(Beginning of Source document)

Question

How to use TopGO with gene symbols extracted from Illumina probes

1

Entering edit mode

Ahdee ▴ 50

@ahdee-8938

Last seen 18 months ago

United States

Hi all, I have a named vector with gene symbols and p-value extracted previously from an Illumina microarray; I'm wondering how to create the topgo object with the proper annotation call; so far I have something like this.

glist <- ko_pk[,4] # this are p-values
names(glist) <- row.names(ko_pk)

sum(topDiffGenes(glist))

sampleGOdata <- new("topGOdata",
description = "Simple session", ontology = "BP",
allGenes = glist, geneSel = topDiffGenes,
nodeSize = 10,
?? annot = annFUN.org, ??)

thanks in advance.

Ahdee

topgo • 2.3k views

ADD COMMENT • link updated 8.5 years ago by James W. MacDonald 65k • written 8.5 years ago by Ahdee ▴ 50

score 2 · Answer 1 · 2015-10-09

You are making things more difficult for yourself. Rather than coming up with a vector of p-values with HUGO gene symbols as the names, you should be using the Illumina IDs as names, and using annFUN.db, just like in the vignette. That way you can just follow along with code that makes sense.

(End of Source document)
(Beginning of Recorded data)

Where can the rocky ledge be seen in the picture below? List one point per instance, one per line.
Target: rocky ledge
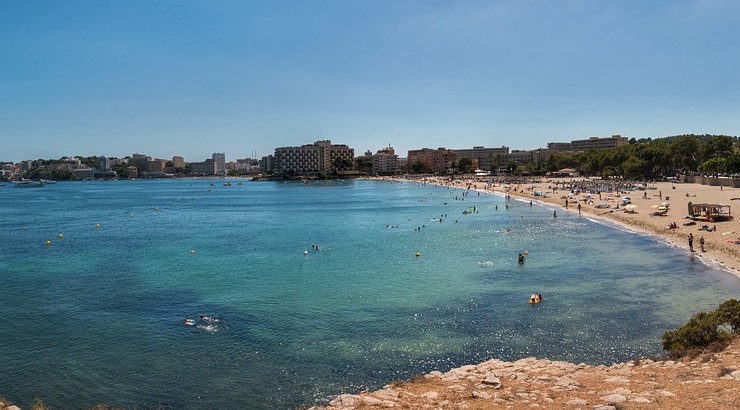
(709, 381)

(End of Recorded data)
(Beginning of Recorded data)

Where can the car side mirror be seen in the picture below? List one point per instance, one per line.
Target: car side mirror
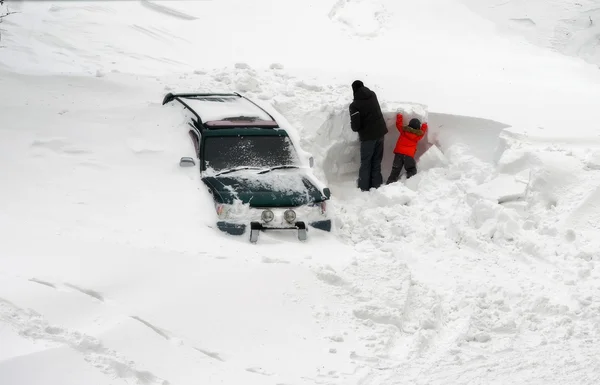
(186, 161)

(End of Recorded data)

■ Actions to take:
**1.** Do the statements below agree with the topGO thread? Answer yes or no for each, and quote the deciding words of the text.
(a) The poster's p-values were extracted from an Illumina microarray.
(b) The reply recommends naming the p-values with HUGO gene symbols.
(c) The poster's code sets nodeSize to 10.
**2.** Answer these from the topGO thread:
(a) Which ontology does the poster's code specify?
(b) Which annotation function does the reply recommend?
(c) How many views does the thread show?
**3.** Update the stretch of the topGO thread from "United States" through "something like this.", replacing "Illumina microarray" with "Affymetrix microarray".

■ Exercise responses:
**1.**
(a) Yes: "extracted previously from an Illumina microarray"
(b) No: "you should be using the Illumina IDs as names"
(c) Yes: "nodeSize = 10,"

**2.**
(a) "BP"
(b) annFUN.db
(c) 2.3k

**3.**
United States

Hi all, I have a named vector with gene symbols and p-value extracted previously from an Affymetrix microarray; I'm wondering how to create the topgo object with the proper annotation call; so far I have something like this.